→ Directions: After finding the line that includes "Target = golden brown crust" in the records below, transcribe it and each line after it through the last, exactly, and add nothing.

→ Stored data:
Content starts
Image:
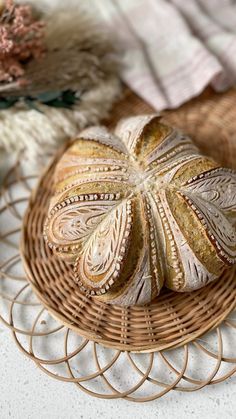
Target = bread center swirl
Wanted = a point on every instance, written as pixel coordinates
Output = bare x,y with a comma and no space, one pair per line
139,208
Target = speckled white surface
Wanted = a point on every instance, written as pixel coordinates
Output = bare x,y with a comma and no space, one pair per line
27,393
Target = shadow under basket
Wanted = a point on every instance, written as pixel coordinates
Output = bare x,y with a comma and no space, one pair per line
172,319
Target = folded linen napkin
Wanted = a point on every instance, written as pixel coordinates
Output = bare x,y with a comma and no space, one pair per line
173,49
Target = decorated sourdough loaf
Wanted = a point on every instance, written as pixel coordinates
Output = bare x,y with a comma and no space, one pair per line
141,208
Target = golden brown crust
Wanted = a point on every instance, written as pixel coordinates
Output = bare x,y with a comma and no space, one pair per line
136,212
Content ends
→ Result:
Target = golden brown crust
Wanted = a point on every instance, written as pixel coordinates
Output = bare x,y with a comma and no space, one pair per line
136,212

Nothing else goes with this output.